### Task directions
The records are given next. Repeat each one exactly.
=== Begin Enclosure ===
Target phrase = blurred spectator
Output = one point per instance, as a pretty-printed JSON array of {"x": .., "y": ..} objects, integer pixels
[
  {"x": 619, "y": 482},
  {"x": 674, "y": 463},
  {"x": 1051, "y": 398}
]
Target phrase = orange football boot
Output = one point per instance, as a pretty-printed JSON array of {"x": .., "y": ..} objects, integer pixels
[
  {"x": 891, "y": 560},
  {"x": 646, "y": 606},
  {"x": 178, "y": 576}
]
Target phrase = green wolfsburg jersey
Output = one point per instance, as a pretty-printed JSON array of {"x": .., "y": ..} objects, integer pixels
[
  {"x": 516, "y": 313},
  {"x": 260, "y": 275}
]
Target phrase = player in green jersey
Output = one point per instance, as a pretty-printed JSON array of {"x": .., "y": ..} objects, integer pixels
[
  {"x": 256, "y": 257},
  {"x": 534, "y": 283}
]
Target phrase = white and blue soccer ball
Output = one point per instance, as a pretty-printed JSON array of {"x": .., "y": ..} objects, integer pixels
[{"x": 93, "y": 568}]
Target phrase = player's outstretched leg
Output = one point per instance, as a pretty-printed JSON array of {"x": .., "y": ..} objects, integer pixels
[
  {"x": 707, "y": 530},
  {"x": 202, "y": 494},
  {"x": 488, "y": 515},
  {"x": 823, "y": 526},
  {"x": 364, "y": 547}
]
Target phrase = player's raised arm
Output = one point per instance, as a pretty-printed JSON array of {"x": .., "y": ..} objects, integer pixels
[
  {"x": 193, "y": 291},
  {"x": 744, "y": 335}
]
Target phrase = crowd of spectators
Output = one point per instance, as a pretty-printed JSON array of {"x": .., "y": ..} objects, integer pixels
=== End Enclosure ===
### Response to this task
Target phrase = blurred spectator
Output = one point per instance, as a pretty-printed JSON array of {"x": .., "y": ..} objects, integer pixels
[
  {"x": 619, "y": 482},
  {"x": 674, "y": 463},
  {"x": 1051, "y": 398}
]
Target phrase = orange football boot
Output = one point per instance, as a pretty-printed JSON array of {"x": .., "y": ..} objects, integer pixels
[
  {"x": 891, "y": 560},
  {"x": 646, "y": 606},
  {"x": 178, "y": 576}
]
Target phrase = green wolfsburg jersey
Output = one point per instance, as a pretty-printed JSON array of {"x": .., "y": ..} objects, integer pixels
[
  {"x": 516, "y": 313},
  {"x": 260, "y": 275}
]
Target phrase = player in green jersey
Output = one point per instance, as a pretty-printed JSON array of {"x": .., "y": ..} objects, integer pixels
[
  {"x": 256, "y": 257},
  {"x": 534, "y": 283}
]
Target phrase = white and blue soccer ball
Output = one point per instance, as a pretty-printed JSON array of {"x": .., "y": ..} objects, integer pixels
[{"x": 93, "y": 568}]
Target phrase = player's outstretched leg
Output = one point per instance, as a pretty-printed JSON array of {"x": .., "y": ..} objects, integer pixels
[
  {"x": 707, "y": 530},
  {"x": 202, "y": 494},
  {"x": 488, "y": 515},
  {"x": 823, "y": 526},
  {"x": 364, "y": 547}
]
Target phrase = player's raised arm
Output = one point per instance, as a pretty-printed JSON array of {"x": .., "y": ..} objects, integer pixels
[
  {"x": 193, "y": 291},
  {"x": 744, "y": 335}
]
Target phrase = crowd of spectators
Output = one point per instance, as a pretty-printed JSON array of {"x": .., "y": ..} objects, integer pixels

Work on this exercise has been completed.